Region pointing data:
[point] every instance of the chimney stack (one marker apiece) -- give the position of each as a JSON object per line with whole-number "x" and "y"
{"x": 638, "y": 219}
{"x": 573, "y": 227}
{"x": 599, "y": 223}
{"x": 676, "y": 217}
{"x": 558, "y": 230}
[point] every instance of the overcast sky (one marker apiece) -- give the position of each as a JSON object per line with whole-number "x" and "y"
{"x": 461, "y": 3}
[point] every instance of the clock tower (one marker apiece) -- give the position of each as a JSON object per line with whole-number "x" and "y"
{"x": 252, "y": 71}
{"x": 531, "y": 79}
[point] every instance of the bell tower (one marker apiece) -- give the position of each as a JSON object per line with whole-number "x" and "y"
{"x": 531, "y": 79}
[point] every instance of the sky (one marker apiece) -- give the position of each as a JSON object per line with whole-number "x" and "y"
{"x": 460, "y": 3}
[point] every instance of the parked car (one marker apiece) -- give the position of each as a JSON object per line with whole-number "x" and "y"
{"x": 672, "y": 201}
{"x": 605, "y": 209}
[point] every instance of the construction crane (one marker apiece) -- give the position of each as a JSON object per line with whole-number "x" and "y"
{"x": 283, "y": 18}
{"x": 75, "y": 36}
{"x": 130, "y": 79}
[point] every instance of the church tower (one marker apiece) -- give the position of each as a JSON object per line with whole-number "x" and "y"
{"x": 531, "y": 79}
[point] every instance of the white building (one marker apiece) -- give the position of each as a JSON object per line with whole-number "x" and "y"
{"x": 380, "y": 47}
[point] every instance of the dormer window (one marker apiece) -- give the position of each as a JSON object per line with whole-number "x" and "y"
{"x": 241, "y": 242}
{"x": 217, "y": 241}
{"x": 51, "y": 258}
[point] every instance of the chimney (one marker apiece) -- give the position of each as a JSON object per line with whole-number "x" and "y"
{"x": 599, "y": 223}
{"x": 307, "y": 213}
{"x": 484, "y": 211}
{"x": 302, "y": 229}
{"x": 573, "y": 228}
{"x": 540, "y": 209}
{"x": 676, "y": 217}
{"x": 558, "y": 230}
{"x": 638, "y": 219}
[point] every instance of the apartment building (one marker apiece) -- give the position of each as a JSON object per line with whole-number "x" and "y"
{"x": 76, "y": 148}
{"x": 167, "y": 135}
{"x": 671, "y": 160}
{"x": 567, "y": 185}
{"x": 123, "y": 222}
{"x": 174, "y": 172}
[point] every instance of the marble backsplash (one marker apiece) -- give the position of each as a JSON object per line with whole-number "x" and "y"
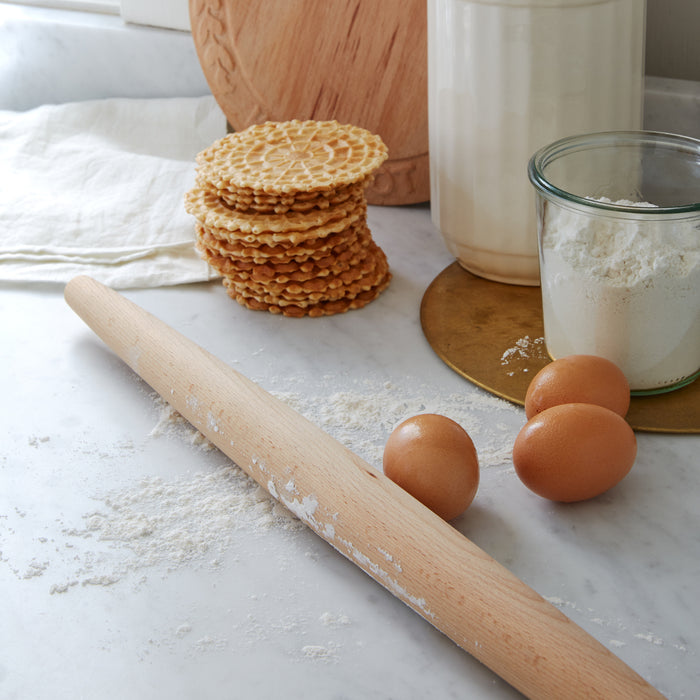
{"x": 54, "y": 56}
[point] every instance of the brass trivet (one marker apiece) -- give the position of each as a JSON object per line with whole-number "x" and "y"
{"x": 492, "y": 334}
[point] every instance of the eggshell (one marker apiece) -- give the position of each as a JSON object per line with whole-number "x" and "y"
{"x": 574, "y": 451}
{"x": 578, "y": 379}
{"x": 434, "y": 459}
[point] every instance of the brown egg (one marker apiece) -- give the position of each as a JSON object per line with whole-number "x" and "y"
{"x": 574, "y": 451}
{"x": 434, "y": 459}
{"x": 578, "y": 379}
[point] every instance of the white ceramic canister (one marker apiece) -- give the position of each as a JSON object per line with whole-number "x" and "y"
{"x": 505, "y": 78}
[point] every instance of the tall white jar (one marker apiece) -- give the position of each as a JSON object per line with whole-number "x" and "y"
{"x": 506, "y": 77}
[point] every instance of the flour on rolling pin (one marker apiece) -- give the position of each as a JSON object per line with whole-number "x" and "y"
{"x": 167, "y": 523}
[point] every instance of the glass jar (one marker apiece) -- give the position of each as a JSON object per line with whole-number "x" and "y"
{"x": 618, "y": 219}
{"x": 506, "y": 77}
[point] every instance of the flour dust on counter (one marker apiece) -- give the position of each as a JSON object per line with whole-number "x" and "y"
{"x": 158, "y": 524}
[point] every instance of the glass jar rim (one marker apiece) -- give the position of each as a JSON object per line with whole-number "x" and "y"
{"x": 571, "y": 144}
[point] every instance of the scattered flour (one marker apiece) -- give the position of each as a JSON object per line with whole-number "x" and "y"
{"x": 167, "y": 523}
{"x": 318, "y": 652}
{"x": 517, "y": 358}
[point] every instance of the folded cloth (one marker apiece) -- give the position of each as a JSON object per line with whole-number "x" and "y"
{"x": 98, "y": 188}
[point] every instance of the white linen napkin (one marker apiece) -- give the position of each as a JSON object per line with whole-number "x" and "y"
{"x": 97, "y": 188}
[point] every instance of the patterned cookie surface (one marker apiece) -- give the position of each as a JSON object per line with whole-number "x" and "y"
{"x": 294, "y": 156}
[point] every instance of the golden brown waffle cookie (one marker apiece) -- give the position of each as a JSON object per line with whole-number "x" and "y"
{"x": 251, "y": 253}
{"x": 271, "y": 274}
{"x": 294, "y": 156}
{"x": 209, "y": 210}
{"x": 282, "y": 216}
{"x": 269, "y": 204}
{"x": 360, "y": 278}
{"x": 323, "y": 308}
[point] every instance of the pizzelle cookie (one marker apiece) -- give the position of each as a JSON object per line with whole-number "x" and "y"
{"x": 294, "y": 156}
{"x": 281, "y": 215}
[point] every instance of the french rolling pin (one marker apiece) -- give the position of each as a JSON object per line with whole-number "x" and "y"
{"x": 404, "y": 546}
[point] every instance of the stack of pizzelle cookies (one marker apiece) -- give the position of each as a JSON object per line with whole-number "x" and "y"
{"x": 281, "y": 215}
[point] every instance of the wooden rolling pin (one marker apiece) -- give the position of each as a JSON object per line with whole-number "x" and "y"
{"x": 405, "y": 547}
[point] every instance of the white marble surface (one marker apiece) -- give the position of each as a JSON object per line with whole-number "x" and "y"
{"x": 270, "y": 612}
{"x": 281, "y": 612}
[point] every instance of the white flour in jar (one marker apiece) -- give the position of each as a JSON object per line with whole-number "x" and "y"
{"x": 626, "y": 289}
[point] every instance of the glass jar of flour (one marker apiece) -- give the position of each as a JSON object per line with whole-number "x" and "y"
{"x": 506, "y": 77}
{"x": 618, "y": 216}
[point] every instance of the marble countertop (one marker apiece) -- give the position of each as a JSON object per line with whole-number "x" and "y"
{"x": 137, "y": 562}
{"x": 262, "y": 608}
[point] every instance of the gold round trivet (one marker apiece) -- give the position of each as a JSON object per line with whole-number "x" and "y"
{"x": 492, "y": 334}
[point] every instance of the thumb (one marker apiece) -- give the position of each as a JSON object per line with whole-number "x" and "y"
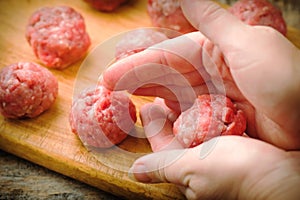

Instructions for the task: A verbatim copy of the records is needed, with all images omitted.

Solution to this problem:
[point] every instance of the chimney stack (one marker apiece) -- give the position of each as a JSON object per line with whole-number "x" and "y"
{"x": 638, "y": 219}
{"x": 573, "y": 227}
{"x": 599, "y": 223}
{"x": 676, "y": 217}
{"x": 558, "y": 230}
[point] every instance of the overcast sky (one marker apiece) -- give the position of each as a JSON object per line with whole-number "x" and "y"
{"x": 461, "y": 3}
[point] every instance of the clock tower (one marker apiece) -- give the position of each as a JSON object per line with whole-number "x" and "y"
{"x": 252, "y": 71}
{"x": 531, "y": 79}
[point] every instance of the bell tower (one marker apiece) -- give the position of each as a JSON object per line with whole-number "x" and "y"
{"x": 531, "y": 79}
[point] every instance of the sky (one marker apiece) -- give the position of each as a JSON object per line with whole-number "x" and "y"
{"x": 460, "y": 3}
[point] every instance of the parked car (one marker apiece) -- give the position of each as a JSON object per line with whole-number "x" and "y"
{"x": 672, "y": 201}
{"x": 605, "y": 209}
[point] every instance of the construction crane (one marker apiece) -- give the position of each as a JSON object per line with whole-number "x" and "y"
{"x": 283, "y": 18}
{"x": 75, "y": 36}
{"x": 130, "y": 79}
[point] every instance of the church tower (one marker apiece) -- give the position of each as a JSON object per line with whole-number "x" and "y"
{"x": 531, "y": 79}
[point] every instance of the white building (one marker apiece) -- give the position of each as a JSON object per line with whole-number "x" and "y"
{"x": 380, "y": 47}
[point] every instance of the dormer window (one marker apiece) -- give the position of each as a JSON object per line with whole-number "x" and "y"
{"x": 241, "y": 242}
{"x": 217, "y": 241}
{"x": 51, "y": 258}
[point] every instance of the chimney (one marker apiece) -- give the position of each as a JSON object per line with whole-number "x" and "y"
{"x": 599, "y": 223}
{"x": 307, "y": 213}
{"x": 484, "y": 211}
{"x": 302, "y": 229}
{"x": 573, "y": 228}
{"x": 540, "y": 209}
{"x": 676, "y": 217}
{"x": 558, "y": 230}
{"x": 638, "y": 219}
[point] every instance of the apartment building (one marker apiece) -- give the position of each as a JSON object per line with whole-number "x" and "y"
{"x": 76, "y": 148}
{"x": 167, "y": 135}
{"x": 671, "y": 160}
{"x": 567, "y": 185}
{"x": 123, "y": 222}
{"x": 174, "y": 172}
[point] every instance of the marble backsplash (one marker apiece) -- give the position of each as a JSON object per line with whole-number "x" and "y"
{"x": 54, "y": 56}
[point] every instance of the brass trivet (one marker apiece) -- give the position of each as a JSON object per line with whole-number "x" and "y"
{"x": 492, "y": 334}
[point] every instance of the eggshell (one marker apiece) -- give the position of each as a JSON object per line with whole-number "x" and "y"
{"x": 574, "y": 451}
{"x": 578, "y": 379}
{"x": 434, "y": 459}
[point] every instance of the brown egg (one marker apiece) -- give the position of each as a JSON object per line with whole-number "x" and "y"
{"x": 574, "y": 451}
{"x": 434, "y": 459}
{"x": 578, "y": 379}
[point] every instance of the white ceramic canister (one marker apiece) -- give the position of each as a JSON object per line with whole-number "x" and "y"
{"x": 505, "y": 78}
[point] every instance of the tall white jar (one marker apiece) -- give the position of each as a JSON object per line with whole-number "x" and "y"
{"x": 506, "y": 77}
[point] every instance of the flour on rolling pin (one marker apiece) -- give the position of each as a JSON object per line with whole-number "x" and "y"
{"x": 167, "y": 523}
[point] every instance of the glass jar (one marker apiece) -- give the position of each as a JSON object per line with whole-number "x" and "y"
{"x": 618, "y": 219}
{"x": 506, "y": 77}
[point] every instance of the flour dust on counter (one marker apiece) -- give the position of each as a JSON object per line with whole-number "x" and "y"
{"x": 158, "y": 524}
[point] every instance of the glass jar rim (one marker apiece) -- give the position of each as a JSON object per line with whole-number "x" and "y"
{"x": 571, "y": 144}
[point] every instance of the scattered flour (one marker apiece) -- give the position of each as a JSON object per line with whole-number "x" and "y"
{"x": 167, "y": 523}
{"x": 318, "y": 652}
{"x": 517, "y": 358}
[point] every instance of the folded cloth (one marker apiece) -- give the position of each as a JSON object per line with whole-number "x" and "y"
{"x": 98, "y": 188}
[point] every instance of the white linen napkin (one marker apiece) -- give the position of each as a JSON object per line with whole-number "x" and "y"
{"x": 97, "y": 188}
[point] every instance of the patterned cookie surface (one marker apiece) -- give the position of each as a JSON object per line with whole-number "x" and "y"
{"x": 294, "y": 156}
[point] every instance of the golden brown waffle cookie (one marker apiece) -- give the position of each as a JSON object per line with whole-number "x" and "y"
{"x": 251, "y": 253}
{"x": 271, "y": 274}
{"x": 294, "y": 156}
{"x": 209, "y": 210}
{"x": 282, "y": 216}
{"x": 269, "y": 204}
{"x": 360, "y": 278}
{"x": 323, "y": 308}
[point] every instance of the pizzelle cookie (one marker apiece) -- give the position of each as a JSON object per line with whole-number "x" and "y"
{"x": 294, "y": 156}
{"x": 281, "y": 215}
[point] every instance of the french rolling pin (one marker apiece) -- give the position of each as a JSON object per line with whole-number "x" and "y"
{"x": 404, "y": 546}
[point] every instance of the stack of pizzelle cookies (one marker apiece) -- give the position of each as a JSON object per line with whole-number "x" and "y"
{"x": 281, "y": 215}
[point] every instance of the wooden rolling pin (one marker apiece) -- give the position of each as a JSON object per line with whole-number "x" and "y"
{"x": 405, "y": 547}
[point] every instance of the white marble surface (one marker apiece) -- give the position of each as a JSON object per line with whole-number "x" and "y"
{"x": 270, "y": 612}
{"x": 281, "y": 612}
[point] every instance of the white flour in jar (one marker apiece) -- give the position of each as a JSON object per line with whole-number "x" and "y"
{"x": 626, "y": 289}
[point] every instance of the glass jar of flour (one marker apiece) -- give the position of each as a JSON object per line with whole-number "x" and "y"
{"x": 506, "y": 77}
{"x": 618, "y": 216}
[point] every instance of the marble countertop (one marker apiece) -- give the position of each as a JSON object per line with whole-number "x" and "y"
{"x": 137, "y": 562}
{"x": 262, "y": 608}
[point] every instance of the gold round trivet (one marker apiece) -- give the position of each as a JSON object per line with whole-number "x" and "y"
{"x": 492, "y": 334}
[point] every instance of the thumb (one marker apiece) -- give the position of each as a JSON object per line with whole-number "x" and "y"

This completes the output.